[Task]: Turn the items below into a numbered list, leaving out any blank lines.

[Dataset rows]:
►

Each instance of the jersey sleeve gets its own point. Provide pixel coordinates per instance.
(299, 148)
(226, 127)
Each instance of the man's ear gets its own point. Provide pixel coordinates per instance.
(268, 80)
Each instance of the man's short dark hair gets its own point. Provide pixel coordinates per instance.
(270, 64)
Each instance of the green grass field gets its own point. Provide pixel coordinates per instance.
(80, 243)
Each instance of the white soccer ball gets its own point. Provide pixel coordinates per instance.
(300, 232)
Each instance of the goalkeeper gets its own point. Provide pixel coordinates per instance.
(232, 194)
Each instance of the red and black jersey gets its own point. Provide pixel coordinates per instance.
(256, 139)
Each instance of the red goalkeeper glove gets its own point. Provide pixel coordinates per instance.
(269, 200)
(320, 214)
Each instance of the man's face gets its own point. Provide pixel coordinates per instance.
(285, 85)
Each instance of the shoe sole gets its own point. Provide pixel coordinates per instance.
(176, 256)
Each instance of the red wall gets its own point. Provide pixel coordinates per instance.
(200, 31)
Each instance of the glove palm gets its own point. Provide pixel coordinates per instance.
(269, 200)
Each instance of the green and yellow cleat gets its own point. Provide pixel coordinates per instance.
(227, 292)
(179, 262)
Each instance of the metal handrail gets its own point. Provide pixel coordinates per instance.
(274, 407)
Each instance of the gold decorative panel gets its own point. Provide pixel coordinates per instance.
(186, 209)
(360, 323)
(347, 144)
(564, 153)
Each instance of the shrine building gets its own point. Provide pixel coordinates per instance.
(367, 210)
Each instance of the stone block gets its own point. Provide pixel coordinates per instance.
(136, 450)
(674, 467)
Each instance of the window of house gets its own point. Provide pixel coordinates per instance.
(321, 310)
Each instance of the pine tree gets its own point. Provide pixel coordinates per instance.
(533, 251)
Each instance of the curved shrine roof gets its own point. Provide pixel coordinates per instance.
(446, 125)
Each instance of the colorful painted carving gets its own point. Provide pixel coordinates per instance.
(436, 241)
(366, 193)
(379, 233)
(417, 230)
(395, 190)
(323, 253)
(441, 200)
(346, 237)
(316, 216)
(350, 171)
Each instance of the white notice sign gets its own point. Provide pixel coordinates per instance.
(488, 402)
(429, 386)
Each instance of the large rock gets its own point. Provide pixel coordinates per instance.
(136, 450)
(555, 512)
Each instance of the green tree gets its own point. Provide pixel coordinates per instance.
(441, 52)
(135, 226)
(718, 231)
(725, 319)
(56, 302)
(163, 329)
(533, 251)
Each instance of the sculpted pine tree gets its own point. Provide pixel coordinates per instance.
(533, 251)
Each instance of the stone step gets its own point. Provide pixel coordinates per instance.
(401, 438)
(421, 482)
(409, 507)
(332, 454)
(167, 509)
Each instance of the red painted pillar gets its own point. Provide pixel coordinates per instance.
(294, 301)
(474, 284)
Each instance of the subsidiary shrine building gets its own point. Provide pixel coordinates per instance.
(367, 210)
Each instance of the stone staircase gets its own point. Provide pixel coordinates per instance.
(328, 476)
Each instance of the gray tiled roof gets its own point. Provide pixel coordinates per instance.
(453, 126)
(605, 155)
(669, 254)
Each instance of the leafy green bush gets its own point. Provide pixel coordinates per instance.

◄

[Output for this exercise]:
1. Each instance of the jersey sleeve gets its own point. Provide pixel coordinates per instance.
2. (299, 148)
3. (226, 127)
4. Each instance of the man's ear gets its own point. Provide pixel coordinates per instance.
5. (268, 80)
6. Each instance of the man's short dark hair gets its own point. Provide pixel coordinates per instance.
7. (270, 64)
8. Each instance of the green grass field gets its own point. Provide pixel coordinates per instance.
9. (80, 243)
10. Each instance of the white soccer ball gets its own point. Provide pixel coordinates per instance.
11. (300, 232)
12. Each instance of the goalkeeper gets its own point. Provide pixel coordinates per instance.
13. (232, 194)
14. Each instance of the red and black jersey gets its own point. Provide pixel coordinates per instance.
15. (256, 139)
16. Each instance of the red goalkeeper glove gets its own point. Provide pixel coordinates per instance.
17. (269, 200)
18. (320, 214)
19. Each instance of the man's face gets its own point. Provide pixel coordinates per instance.
20. (285, 85)
21. Each instance of the shoe sole gets its own point. Provide pixel coordinates per instance.
22. (176, 256)
23. Each instance of the red wall gets its own point. Provide pixel coordinates per instance.
24. (200, 31)
25. Each instance of the glove palm gets its own point. Provide pixel coordinates per instance.
26. (269, 200)
27. Each instance of the green and yellow cleat gets its own point. Provide pixel coordinates per instance.
28. (227, 292)
29. (179, 262)
30. Each instance of the metal handrail gets its own point. Provide pixel coordinates per instance.
31. (274, 407)
32. Each instance of the gold decorative panel gets its own point. Provide pixel coordinates per instance.
33. (186, 209)
34. (360, 323)
35. (347, 144)
36. (564, 153)
37. Each instance of the shrine building gets its own point. Provide pixel coordinates per instance.
38. (367, 210)
39. Each instance of the stone block gets its own point. Provide pixel coordinates per instance.
40. (136, 450)
41. (674, 467)
42. Each instance of the window of house gets its own point. Provide pixel coordinates per instance.
43. (321, 310)
44. Each instance of the pine tree gets its own point. Provide pixel coordinates per instance.
45. (533, 251)
46. Each instance of the curved shrine roof gets its own point. Provide pixel coordinates per instance.
47. (446, 125)
48. Each instance of the colorful painted carving gets its own point. Provide pixel coordinates per instance.
49. (436, 241)
50. (366, 193)
51. (379, 233)
52. (417, 230)
53. (395, 190)
54. (323, 253)
55. (441, 200)
56. (346, 237)
57. (316, 216)
58. (350, 171)
59. Each instance of the white notice sign gets its own point. Provide pixel coordinates per instance.
60. (488, 402)
61. (429, 386)
62. Each instance of the large rock gets its own point. Provide pixel coordinates per instance.
63. (136, 450)
64. (555, 512)
65. Each instance of the green tree gets its own point. Provide pixel coordinates per instance.
66. (441, 52)
67. (135, 226)
68. (718, 231)
69. (725, 319)
70. (56, 302)
71. (163, 329)
72. (533, 251)
73. Each instance of the sculpted pine tree gets its own point. Provide pixel coordinates per instance.
74. (533, 251)
75. Each instance of the stone step gets its own point. Provide pixel coordinates per instance.
76. (401, 438)
77. (421, 482)
78. (409, 507)
79. (332, 454)
80. (167, 509)
81. Each instance of the red painted pillar gets its own point. Provide pixel coordinates per instance.
82. (294, 301)
83. (474, 284)
84. Each instance of the subsidiary shrine building gets its own point. Provide pixel coordinates per instance.
85. (367, 210)
86. Each instance of the stone staircase gets its own point. Provide pixel coordinates per instance.
87. (328, 476)
88. Each instance of the gray tiled roof gets its own point. Provide pixel coordinates per instance.
89. (453, 126)
90. (605, 155)
91. (669, 254)
92. Each instance of the leafy green bush gets its own point. Provide pixel coordinates per instance.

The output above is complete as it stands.